Take the records below from their first line to the line with "where the clear", and restate those lines word for word.

*** Opening of Material provided ***

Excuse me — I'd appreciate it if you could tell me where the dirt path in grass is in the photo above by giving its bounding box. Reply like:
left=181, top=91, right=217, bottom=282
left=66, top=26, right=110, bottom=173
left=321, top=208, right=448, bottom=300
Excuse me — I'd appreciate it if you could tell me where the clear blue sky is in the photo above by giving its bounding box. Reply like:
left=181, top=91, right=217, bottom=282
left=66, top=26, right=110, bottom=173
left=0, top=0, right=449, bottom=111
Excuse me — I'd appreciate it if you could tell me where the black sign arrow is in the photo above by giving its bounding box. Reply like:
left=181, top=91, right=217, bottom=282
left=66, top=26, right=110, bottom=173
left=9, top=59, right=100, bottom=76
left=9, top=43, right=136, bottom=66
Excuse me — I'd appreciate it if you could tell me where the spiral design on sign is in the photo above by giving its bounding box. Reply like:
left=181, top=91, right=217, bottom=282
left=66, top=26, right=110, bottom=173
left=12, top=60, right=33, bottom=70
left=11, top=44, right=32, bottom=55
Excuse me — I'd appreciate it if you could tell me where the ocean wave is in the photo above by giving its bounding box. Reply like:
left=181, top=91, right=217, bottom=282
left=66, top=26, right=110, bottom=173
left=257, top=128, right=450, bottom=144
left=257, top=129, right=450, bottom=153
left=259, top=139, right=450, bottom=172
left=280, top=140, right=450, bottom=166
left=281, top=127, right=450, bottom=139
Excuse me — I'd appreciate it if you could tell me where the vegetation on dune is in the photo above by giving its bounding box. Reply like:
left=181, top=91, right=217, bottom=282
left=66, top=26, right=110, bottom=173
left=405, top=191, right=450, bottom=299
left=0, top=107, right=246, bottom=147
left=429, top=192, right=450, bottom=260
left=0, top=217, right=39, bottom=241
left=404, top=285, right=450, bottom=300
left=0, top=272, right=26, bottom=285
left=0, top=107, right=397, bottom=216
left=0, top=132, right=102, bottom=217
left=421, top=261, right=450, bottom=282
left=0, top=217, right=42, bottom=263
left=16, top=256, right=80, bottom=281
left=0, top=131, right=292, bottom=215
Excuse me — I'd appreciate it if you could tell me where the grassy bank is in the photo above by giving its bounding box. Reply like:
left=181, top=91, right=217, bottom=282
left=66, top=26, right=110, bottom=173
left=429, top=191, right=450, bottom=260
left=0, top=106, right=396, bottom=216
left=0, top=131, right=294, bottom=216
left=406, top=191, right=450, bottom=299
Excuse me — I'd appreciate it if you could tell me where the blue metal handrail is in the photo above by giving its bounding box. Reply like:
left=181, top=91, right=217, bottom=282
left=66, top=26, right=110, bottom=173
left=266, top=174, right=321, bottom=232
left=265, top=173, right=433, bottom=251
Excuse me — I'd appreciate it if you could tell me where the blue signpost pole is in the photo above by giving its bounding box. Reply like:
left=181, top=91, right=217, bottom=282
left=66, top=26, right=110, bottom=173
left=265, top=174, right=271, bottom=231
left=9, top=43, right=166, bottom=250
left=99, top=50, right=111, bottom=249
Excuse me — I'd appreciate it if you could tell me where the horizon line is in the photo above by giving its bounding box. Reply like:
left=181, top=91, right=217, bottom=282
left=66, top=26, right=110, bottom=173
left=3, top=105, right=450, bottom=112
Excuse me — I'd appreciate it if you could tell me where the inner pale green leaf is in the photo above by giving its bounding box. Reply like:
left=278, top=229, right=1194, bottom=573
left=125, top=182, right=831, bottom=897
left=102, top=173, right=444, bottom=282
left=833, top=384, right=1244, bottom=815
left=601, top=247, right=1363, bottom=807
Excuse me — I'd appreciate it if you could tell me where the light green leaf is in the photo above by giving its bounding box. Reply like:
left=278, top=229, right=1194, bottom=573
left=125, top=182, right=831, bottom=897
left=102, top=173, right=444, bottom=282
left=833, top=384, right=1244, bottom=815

*** Close of Material provided ***

◆ **Exercise response**:
Excuse me — I'd appreciate it if you could tell me where the dirt path in grass is in the photo above by giving its bounding box. Reply like:
left=181, top=91, right=217, bottom=282
left=66, top=26, right=110, bottom=173
left=321, top=208, right=448, bottom=300
Excuse me — I'd appreciate it if you could tell me where the clear blue sky is in the photo above by giving its bounding box. Reply like:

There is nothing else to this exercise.